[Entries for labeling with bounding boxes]
-=-=-
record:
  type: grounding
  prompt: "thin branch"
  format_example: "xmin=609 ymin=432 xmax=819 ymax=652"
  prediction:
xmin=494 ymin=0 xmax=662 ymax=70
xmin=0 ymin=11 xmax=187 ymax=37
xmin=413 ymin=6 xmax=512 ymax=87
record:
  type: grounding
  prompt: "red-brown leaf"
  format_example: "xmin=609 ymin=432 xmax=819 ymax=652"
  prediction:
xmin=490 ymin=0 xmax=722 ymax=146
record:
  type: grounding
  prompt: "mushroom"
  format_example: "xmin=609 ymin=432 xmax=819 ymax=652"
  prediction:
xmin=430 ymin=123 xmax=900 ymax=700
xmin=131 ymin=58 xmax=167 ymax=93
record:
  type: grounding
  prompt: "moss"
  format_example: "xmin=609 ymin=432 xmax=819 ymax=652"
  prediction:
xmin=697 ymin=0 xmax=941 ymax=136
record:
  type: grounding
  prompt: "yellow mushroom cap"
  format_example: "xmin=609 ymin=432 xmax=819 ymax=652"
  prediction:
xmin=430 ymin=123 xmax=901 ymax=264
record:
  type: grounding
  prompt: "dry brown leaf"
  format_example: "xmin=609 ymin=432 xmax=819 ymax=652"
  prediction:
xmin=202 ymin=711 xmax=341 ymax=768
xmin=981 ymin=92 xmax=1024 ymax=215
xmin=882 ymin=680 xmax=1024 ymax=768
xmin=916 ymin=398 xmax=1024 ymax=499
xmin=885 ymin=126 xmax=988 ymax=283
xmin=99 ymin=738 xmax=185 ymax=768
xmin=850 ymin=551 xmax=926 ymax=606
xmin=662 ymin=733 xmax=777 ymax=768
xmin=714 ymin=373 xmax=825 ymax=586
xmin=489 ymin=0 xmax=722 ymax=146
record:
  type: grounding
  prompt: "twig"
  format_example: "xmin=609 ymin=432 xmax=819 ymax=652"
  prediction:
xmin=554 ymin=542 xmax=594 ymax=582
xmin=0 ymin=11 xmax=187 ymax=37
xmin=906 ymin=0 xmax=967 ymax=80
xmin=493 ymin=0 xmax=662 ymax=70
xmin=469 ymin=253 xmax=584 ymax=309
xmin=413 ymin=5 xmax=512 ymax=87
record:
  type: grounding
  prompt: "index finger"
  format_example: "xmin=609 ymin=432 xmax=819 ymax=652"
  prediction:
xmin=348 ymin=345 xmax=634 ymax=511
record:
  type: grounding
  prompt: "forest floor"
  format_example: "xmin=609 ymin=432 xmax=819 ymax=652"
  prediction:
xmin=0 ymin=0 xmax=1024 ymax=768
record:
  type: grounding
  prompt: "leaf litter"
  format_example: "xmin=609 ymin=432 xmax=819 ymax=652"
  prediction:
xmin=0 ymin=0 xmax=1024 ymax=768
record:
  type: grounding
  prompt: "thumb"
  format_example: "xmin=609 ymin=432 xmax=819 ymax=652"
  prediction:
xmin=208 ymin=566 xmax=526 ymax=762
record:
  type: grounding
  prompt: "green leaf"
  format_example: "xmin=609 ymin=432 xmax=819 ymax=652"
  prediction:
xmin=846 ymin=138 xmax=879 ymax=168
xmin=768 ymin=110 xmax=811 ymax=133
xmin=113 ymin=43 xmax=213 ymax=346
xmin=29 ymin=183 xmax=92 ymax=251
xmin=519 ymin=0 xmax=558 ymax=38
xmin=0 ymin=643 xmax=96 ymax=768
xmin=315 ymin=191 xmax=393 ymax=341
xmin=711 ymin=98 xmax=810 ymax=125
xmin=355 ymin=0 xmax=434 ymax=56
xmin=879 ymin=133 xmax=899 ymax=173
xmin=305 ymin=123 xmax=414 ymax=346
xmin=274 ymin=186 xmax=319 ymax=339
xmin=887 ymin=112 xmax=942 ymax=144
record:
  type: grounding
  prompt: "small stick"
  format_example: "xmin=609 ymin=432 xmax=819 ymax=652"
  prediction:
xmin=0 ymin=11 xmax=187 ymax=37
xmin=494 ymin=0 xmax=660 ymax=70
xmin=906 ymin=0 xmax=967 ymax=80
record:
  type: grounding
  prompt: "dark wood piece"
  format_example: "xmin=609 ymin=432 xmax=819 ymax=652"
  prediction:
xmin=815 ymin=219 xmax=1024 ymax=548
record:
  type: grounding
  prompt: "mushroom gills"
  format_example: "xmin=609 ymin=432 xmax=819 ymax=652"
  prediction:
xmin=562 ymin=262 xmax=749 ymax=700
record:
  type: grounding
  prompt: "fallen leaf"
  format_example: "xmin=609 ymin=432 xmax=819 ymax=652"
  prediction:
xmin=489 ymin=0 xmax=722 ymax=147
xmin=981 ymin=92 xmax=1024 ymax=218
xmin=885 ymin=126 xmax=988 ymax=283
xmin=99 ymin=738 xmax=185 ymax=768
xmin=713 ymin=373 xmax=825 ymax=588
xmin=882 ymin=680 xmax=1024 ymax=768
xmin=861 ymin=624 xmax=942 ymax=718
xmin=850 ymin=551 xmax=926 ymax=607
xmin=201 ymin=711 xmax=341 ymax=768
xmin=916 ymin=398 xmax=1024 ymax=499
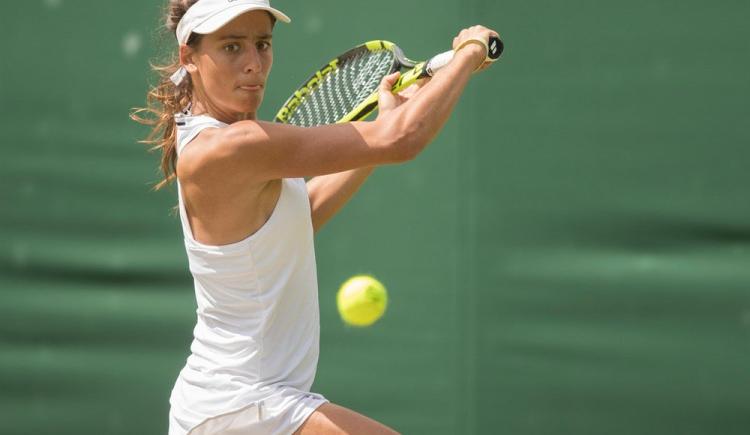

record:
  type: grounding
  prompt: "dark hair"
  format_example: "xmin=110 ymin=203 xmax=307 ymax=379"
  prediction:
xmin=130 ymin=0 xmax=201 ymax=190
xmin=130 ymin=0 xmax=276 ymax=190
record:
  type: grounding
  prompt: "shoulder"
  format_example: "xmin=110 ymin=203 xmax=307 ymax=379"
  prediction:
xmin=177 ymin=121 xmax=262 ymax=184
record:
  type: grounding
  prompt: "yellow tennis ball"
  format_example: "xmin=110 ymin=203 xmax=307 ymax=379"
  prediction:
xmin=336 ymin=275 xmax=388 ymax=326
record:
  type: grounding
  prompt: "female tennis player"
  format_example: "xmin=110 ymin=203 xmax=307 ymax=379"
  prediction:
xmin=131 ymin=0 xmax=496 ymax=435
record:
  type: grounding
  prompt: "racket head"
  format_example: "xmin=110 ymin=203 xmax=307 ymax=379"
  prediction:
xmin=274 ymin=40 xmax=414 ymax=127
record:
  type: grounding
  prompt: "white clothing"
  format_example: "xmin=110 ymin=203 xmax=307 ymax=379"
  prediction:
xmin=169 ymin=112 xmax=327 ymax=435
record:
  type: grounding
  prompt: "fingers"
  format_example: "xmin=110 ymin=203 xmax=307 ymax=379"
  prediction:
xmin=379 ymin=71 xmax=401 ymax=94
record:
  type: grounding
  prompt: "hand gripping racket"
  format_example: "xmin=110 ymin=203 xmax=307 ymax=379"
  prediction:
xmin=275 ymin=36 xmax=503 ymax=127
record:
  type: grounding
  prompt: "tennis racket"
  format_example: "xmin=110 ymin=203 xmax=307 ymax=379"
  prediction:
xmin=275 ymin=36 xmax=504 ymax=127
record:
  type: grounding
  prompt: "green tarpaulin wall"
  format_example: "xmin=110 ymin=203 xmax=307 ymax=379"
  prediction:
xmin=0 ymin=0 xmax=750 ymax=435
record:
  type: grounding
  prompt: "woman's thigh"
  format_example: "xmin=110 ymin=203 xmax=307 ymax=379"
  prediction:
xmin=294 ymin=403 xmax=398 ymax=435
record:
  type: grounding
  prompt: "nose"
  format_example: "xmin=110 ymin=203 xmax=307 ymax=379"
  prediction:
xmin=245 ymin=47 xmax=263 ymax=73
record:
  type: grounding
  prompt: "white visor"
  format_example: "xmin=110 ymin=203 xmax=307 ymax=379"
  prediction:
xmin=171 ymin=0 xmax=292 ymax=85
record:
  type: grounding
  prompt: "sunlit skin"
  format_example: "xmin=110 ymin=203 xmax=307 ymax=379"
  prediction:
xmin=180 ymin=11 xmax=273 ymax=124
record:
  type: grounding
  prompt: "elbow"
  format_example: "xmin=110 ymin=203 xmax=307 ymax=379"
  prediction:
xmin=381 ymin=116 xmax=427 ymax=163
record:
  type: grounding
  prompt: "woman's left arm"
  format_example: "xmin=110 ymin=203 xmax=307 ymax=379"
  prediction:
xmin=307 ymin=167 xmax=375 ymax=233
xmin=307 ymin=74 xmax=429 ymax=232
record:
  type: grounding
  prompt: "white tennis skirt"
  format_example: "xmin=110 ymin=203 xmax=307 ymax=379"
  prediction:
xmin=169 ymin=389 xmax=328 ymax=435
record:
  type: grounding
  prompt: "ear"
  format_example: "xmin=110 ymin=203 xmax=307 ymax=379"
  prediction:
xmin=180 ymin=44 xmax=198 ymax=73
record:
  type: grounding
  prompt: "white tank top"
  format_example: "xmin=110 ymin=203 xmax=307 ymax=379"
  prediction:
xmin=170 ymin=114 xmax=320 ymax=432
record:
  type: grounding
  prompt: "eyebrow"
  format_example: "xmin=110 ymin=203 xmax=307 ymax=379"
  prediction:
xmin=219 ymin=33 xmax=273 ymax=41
-=-=-
Find every line in the material above that contains the string "tennis" and copy each one. The match must respect case.

COMPLETE RESPONSE:
  prompt: "yellow tennis ball"
  prompt: "female tennis player"
  prompt: "tennis racket"
  prompt: "white tennis skirt"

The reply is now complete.